Respect for the UN Standard Minimum Rules through effective implementation
Plans to modernise the Standard Minimum Rules for the Treatment of Prisoners should first consider whether the existing Rules have yet been achieved. This is one of the concerns of over one hundred States, UN agencies and other civil society organisations which convened in Vienna for the annual UN Crime Commission (23-27 April).
The APT considers that the Standard Minimum Rules, adopted by the first Crime Congress in 1955, are an historic text which remains a critical benchmark for the treatment of detainees for many countries around the world. Due to the importance of this text, the risks involved in its revision are significant. The APT proposes that rather than embarking on a lengthy process of review where the outcome is far from certain, increased efforts should be channeled into implementing the existing rules, aimed at improving standards and conditions for persons deprived of liberty.

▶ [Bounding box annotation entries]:
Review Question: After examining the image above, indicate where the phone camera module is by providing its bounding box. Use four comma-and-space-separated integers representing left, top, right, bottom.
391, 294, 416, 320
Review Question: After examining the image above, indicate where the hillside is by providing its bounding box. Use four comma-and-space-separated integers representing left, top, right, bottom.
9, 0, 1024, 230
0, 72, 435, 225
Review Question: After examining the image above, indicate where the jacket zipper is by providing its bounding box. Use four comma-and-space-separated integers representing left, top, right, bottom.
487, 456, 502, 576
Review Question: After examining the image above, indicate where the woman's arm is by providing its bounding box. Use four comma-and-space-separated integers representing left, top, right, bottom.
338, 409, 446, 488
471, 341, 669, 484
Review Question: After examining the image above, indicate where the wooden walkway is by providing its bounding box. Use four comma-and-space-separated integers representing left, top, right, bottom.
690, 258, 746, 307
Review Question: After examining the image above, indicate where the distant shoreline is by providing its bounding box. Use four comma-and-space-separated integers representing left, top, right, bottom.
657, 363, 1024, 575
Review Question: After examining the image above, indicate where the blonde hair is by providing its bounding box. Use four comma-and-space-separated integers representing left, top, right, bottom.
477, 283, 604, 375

▶ [PROBLEM REQUIREMENTS]: According to the text on the UN Standard Minimum Rules, which body adopted the Rules, and in what year?

▶ [RIGHT ANSWER]: The first Crime Congress adopted them in 1955.